• **Task item**: Pull each line holding "latch" out of the entries below.

(Stored data entries)
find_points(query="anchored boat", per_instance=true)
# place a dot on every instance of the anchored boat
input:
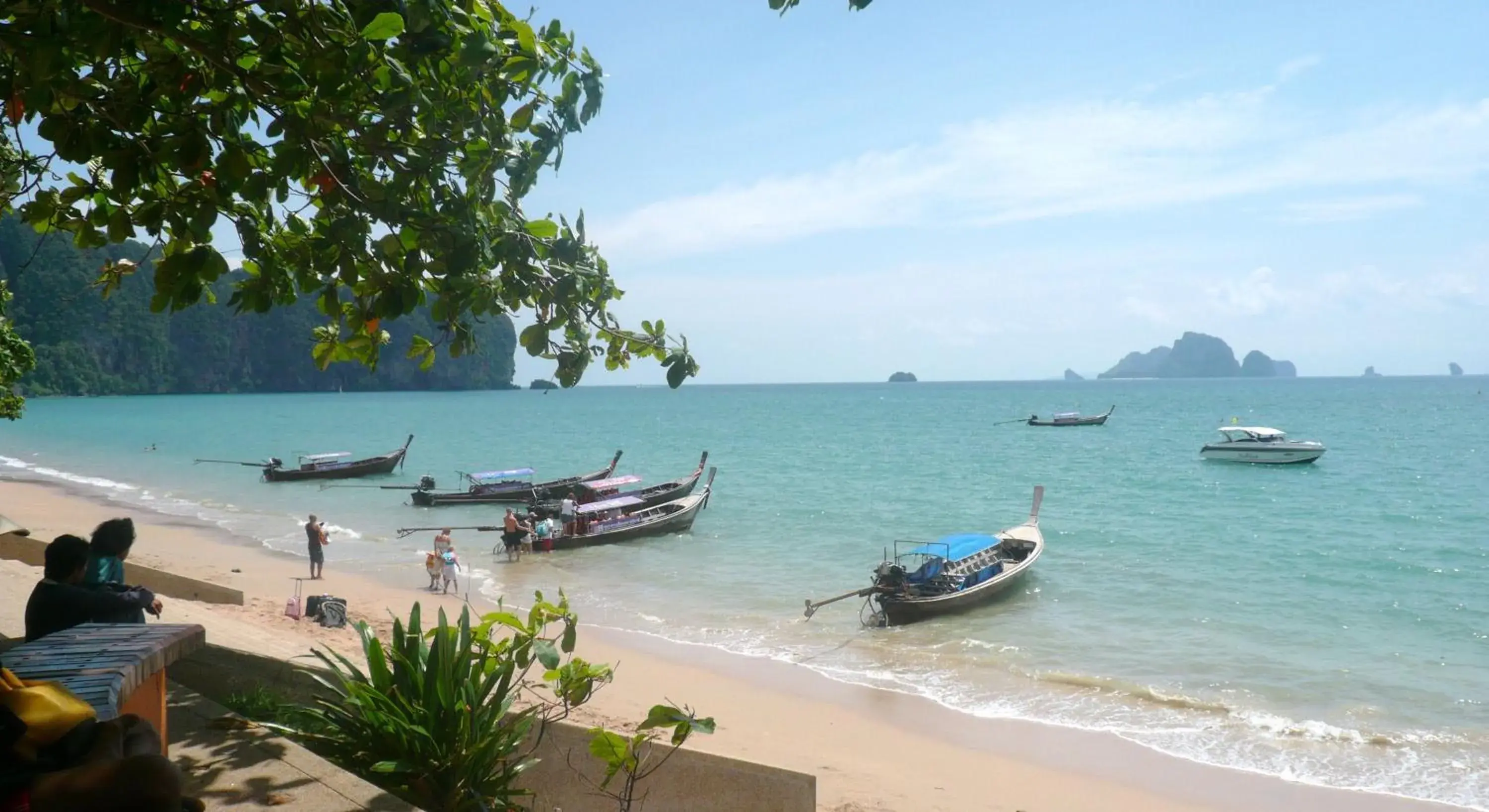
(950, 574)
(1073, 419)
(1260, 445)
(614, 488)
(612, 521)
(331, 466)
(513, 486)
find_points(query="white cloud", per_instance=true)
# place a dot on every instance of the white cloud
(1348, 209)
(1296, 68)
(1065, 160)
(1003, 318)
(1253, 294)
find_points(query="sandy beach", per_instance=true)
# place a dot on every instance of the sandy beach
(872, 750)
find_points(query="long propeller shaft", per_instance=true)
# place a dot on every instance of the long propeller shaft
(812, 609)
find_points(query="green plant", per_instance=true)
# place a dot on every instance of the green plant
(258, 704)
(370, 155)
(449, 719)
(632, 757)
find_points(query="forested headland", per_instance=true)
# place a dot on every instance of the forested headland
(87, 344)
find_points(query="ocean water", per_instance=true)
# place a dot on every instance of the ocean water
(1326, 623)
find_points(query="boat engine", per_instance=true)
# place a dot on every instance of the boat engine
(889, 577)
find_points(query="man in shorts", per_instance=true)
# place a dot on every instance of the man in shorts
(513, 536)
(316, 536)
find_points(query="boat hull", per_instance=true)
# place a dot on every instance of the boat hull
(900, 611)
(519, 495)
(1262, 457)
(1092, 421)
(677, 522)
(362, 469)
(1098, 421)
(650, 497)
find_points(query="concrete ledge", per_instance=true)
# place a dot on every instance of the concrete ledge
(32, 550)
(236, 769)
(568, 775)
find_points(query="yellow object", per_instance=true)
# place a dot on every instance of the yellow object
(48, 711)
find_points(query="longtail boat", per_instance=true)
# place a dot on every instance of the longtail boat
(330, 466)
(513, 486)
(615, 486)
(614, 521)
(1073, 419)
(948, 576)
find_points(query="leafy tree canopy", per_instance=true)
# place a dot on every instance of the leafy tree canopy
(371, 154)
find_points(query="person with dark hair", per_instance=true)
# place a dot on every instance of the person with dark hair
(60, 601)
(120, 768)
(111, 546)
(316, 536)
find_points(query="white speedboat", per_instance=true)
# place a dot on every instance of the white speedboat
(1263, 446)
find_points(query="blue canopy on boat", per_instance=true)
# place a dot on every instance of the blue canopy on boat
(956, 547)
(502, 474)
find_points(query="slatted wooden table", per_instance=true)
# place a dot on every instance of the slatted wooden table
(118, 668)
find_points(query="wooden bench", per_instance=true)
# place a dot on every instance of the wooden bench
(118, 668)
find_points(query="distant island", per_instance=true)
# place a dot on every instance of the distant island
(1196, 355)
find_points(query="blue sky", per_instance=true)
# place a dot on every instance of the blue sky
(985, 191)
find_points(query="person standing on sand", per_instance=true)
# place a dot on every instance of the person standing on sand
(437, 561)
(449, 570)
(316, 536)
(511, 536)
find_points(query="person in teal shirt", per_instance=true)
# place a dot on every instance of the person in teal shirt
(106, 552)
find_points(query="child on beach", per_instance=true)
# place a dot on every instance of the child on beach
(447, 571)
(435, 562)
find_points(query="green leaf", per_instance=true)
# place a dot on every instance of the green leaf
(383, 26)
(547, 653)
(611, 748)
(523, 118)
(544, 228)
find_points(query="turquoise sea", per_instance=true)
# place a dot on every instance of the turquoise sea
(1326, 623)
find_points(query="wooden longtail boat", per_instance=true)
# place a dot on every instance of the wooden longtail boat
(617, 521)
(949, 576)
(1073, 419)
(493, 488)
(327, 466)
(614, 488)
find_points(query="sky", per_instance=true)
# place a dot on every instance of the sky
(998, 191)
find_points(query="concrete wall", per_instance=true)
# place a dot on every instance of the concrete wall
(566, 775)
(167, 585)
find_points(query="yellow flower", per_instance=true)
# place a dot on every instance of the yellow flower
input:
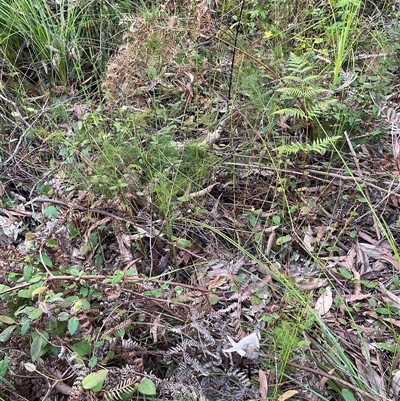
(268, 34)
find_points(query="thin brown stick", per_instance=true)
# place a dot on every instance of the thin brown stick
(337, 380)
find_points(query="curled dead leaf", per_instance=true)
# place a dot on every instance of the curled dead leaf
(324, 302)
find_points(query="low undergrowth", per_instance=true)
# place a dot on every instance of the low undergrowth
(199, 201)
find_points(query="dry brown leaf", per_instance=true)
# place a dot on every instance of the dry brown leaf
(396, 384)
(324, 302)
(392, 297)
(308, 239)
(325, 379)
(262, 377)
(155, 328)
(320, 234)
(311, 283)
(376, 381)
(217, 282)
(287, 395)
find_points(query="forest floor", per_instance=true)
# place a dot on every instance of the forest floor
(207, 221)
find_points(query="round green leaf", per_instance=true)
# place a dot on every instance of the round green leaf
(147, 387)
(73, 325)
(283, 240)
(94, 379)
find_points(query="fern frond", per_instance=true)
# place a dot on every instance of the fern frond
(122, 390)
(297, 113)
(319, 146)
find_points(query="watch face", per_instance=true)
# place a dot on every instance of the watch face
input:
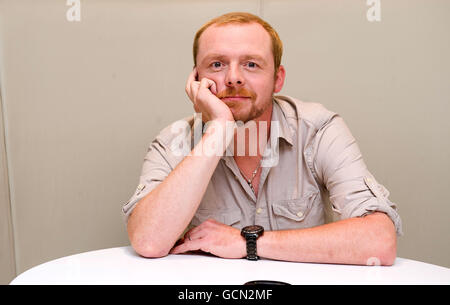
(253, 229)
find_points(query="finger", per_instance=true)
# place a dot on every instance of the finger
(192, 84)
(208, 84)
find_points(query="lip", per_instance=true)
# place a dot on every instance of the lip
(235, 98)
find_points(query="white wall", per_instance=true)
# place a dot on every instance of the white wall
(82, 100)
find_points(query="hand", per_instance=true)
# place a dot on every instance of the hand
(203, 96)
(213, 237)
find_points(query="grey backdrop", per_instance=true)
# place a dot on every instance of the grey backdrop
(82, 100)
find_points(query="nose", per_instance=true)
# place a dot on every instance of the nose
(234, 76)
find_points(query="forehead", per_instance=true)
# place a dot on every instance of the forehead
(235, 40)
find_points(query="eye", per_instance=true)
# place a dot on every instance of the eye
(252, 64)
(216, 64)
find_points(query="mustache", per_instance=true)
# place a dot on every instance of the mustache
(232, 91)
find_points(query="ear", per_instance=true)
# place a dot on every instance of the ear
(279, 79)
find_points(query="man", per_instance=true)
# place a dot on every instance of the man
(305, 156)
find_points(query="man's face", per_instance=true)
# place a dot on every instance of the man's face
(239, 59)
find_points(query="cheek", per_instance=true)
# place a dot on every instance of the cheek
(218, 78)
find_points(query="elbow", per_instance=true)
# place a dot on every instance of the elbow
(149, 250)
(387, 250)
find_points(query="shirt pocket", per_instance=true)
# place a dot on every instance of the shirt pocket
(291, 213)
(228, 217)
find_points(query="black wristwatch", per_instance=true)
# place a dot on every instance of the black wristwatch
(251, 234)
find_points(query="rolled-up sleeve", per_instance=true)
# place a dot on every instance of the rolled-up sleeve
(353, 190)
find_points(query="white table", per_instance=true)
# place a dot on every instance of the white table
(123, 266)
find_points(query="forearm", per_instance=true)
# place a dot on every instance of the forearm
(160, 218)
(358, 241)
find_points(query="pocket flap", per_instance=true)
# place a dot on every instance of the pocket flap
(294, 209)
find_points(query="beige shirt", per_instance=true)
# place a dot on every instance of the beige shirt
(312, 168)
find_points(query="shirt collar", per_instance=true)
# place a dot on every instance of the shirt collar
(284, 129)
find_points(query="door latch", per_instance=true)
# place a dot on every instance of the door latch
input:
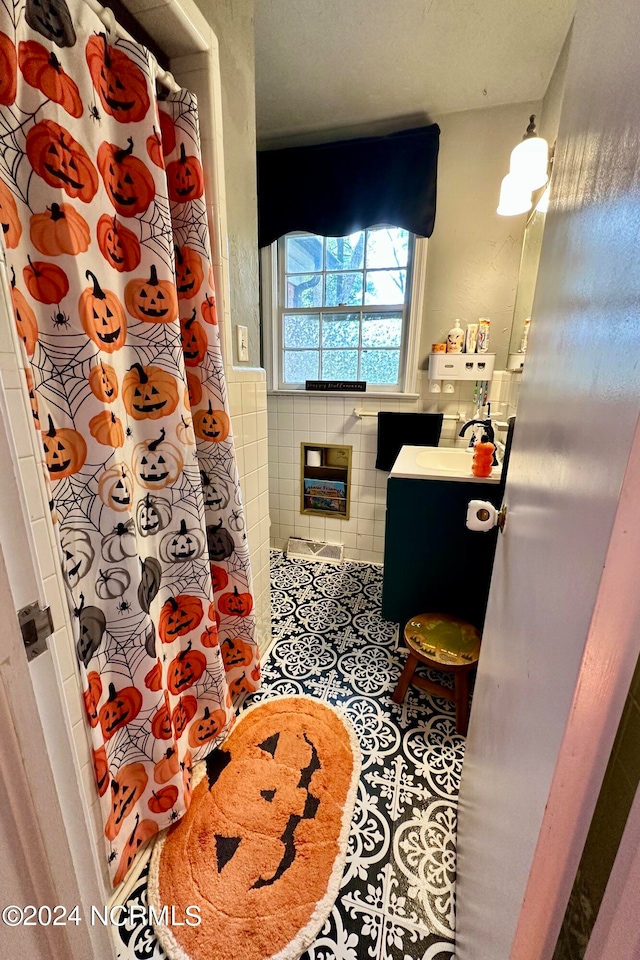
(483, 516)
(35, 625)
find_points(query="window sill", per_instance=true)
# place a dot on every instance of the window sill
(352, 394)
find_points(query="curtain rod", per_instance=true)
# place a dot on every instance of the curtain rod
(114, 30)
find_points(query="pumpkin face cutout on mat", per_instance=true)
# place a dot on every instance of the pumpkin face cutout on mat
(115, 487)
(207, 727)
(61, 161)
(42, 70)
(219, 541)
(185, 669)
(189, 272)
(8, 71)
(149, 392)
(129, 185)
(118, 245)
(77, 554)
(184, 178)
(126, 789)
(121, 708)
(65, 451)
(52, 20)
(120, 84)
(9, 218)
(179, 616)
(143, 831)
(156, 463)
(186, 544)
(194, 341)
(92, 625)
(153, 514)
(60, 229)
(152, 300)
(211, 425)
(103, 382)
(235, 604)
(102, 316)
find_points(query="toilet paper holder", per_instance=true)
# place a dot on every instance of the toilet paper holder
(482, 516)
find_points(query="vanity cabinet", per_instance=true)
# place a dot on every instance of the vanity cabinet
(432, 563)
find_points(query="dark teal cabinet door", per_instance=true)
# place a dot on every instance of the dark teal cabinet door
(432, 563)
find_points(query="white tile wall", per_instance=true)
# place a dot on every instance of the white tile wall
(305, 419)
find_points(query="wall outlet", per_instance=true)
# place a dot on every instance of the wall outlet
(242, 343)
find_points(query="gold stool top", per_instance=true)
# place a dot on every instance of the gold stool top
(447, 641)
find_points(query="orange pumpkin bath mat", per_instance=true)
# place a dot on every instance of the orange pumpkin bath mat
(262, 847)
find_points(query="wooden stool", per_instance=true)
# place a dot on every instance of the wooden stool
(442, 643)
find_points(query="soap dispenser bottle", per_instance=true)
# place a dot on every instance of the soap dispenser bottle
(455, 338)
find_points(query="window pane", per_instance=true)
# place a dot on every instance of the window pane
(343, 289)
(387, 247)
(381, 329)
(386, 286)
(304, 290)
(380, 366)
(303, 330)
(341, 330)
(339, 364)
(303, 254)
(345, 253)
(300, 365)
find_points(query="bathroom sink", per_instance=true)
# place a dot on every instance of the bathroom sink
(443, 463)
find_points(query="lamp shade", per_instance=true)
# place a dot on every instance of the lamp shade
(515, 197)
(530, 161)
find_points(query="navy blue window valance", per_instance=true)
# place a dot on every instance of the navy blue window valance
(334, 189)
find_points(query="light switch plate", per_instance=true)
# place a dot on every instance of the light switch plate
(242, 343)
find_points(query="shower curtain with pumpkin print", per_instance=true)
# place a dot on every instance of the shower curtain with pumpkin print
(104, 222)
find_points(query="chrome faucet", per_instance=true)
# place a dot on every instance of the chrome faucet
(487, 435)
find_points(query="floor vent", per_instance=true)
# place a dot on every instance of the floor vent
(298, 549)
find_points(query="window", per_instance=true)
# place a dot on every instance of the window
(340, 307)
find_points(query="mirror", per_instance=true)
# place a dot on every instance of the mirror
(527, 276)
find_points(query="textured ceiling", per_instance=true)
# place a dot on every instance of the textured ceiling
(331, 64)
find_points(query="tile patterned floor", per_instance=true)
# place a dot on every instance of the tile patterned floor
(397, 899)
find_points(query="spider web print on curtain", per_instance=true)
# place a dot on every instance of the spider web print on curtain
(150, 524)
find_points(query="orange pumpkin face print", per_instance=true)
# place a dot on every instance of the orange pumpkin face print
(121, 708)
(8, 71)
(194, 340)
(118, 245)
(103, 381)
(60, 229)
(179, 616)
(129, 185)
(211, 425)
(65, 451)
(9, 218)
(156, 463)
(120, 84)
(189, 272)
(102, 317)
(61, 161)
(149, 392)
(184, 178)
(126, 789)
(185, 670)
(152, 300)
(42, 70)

• **Response area**:
find_points(query="door latch", per_instance=true)
# place a dot on every instance of the door latch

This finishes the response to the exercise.